Given request: Return the data exactly as it appears, starting at the very beginning and ending at the line that contains "top-left (0, 102), bottom-right (203, 121)", with both of those lines included.

Input for this task:

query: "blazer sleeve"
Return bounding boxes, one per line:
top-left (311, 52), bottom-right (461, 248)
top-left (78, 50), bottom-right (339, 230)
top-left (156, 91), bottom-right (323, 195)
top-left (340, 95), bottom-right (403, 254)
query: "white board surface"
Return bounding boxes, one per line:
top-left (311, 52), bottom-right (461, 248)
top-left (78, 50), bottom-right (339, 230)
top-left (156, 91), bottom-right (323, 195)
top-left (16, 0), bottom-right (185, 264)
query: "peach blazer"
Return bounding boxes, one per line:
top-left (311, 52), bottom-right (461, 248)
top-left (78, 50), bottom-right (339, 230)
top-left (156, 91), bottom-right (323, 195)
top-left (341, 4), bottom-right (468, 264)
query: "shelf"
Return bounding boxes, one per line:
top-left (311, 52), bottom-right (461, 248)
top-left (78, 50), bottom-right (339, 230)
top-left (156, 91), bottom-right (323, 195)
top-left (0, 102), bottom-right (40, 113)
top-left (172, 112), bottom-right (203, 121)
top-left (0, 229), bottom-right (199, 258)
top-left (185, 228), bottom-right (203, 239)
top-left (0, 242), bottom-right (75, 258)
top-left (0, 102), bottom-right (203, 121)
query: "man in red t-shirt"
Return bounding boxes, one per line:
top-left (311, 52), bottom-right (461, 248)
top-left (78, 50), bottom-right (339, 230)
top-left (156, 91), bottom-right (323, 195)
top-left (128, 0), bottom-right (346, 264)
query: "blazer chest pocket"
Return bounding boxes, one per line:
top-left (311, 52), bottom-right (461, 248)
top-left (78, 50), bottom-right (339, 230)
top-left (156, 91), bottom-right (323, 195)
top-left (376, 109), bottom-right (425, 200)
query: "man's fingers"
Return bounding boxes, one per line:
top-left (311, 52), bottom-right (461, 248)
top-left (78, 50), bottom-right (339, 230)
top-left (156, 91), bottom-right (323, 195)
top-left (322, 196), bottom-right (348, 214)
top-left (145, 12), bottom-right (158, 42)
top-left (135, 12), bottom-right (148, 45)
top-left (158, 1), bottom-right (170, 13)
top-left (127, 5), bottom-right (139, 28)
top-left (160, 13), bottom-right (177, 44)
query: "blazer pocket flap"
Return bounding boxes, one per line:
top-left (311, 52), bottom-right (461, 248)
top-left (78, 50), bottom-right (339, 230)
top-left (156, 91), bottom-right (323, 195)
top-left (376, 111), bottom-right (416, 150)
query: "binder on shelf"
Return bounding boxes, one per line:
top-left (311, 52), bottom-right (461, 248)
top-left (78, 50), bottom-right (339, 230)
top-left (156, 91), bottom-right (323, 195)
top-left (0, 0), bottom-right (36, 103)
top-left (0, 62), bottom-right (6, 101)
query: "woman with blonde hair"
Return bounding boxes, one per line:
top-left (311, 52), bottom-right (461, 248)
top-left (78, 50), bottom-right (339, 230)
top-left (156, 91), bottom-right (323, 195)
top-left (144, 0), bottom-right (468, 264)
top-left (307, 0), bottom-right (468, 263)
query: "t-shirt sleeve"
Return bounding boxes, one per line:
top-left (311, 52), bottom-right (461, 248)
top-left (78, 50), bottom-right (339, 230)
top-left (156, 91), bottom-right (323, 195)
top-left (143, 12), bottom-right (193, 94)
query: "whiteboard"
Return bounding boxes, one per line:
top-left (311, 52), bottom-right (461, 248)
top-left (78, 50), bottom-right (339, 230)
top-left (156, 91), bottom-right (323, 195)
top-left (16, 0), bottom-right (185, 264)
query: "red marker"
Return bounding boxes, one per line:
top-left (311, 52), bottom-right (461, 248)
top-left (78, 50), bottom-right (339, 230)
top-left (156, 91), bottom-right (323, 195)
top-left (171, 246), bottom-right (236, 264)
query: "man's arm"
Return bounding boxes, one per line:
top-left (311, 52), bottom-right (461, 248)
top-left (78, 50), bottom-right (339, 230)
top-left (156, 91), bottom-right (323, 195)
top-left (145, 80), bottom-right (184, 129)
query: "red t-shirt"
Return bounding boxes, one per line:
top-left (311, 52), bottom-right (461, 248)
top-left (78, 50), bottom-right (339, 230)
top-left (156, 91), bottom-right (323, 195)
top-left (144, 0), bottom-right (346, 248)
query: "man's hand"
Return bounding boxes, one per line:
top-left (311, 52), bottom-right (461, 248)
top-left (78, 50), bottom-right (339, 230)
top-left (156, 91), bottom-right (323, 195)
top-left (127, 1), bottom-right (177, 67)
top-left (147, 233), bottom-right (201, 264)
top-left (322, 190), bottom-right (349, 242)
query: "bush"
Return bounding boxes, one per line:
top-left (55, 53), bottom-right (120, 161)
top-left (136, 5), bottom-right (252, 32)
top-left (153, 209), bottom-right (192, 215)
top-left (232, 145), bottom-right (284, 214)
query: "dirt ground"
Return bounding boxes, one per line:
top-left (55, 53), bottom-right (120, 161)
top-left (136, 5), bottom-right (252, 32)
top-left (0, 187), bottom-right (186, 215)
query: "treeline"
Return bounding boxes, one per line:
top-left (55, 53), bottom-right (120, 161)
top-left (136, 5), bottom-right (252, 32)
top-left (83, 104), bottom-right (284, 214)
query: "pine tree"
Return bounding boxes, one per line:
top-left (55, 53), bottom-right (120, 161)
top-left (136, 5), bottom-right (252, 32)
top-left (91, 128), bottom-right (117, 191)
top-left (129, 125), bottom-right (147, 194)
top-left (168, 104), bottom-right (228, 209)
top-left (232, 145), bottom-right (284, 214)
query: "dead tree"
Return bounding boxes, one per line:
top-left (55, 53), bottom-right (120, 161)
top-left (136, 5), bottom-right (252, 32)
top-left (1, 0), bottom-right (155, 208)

Result of the task:
query: "blazer sleeve"
Return bounding boxes, one per line:
top-left (311, 52), bottom-right (461, 248)
top-left (78, 50), bottom-right (339, 230)
top-left (156, 91), bottom-right (323, 195)
top-left (340, 95), bottom-right (403, 254)
query: "white board surface"
Return bounding boxes, one per line:
top-left (311, 52), bottom-right (461, 248)
top-left (78, 50), bottom-right (339, 230)
top-left (156, 91), bottom-right (323, 195)
top-left (16, 0), bottom-right (185, 264)
query: "peach blazer"
Return bounding boxes, one per line:
top-left (311, 52), bottom-right (461, 248)
top-left (78, 50), bottom-right (339, 230)
top-left (156, 91), bottom-right (323, 195)
top-left (341, 4), bottom-right (468, 264)
query: "shelf"
Return bounding boxes, one per line:
top-left (311, 52), bottom-right (461, 248)
top-left (78, 50), bottom-right (339, 230)
top-left (156, 91), bottom-right (323, 195)
top-left (0, 102), bottom-right (40, 113)
top-left (172, 112), bottom-right (203, 121)
top-left (0, 229), bottom-right (199, 258)
top-left (185, 228), bottom-right (203, 239)
top-left (0, 242), bottom-right (75, 258)
top-left (0, 102), bottom-right (203, 121)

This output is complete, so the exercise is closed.